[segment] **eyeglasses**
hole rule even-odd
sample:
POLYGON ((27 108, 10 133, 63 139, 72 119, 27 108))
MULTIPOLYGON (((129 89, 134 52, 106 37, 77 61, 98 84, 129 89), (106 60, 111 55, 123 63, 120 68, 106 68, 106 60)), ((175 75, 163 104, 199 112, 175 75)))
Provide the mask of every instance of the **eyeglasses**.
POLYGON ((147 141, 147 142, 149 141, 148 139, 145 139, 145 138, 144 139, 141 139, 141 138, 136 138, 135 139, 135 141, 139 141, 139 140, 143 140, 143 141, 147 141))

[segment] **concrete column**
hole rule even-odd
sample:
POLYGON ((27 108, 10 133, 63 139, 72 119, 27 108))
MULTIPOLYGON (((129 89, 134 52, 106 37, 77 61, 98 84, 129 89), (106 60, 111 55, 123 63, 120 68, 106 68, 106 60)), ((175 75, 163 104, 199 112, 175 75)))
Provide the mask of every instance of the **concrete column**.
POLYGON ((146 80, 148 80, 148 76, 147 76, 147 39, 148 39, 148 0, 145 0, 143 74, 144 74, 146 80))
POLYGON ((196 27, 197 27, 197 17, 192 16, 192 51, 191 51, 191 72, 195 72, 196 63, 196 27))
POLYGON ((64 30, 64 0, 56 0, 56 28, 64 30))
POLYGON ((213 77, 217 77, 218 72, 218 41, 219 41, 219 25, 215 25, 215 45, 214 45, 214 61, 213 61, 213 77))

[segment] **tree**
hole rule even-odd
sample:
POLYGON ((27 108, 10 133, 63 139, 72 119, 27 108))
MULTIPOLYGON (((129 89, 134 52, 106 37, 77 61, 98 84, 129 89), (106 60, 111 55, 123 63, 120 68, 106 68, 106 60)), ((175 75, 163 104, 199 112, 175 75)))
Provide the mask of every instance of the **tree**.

* **What is expected**: Going over every line of the entries, tally those containing the string "tree" and report only the figure.

* **Exercise output**: 2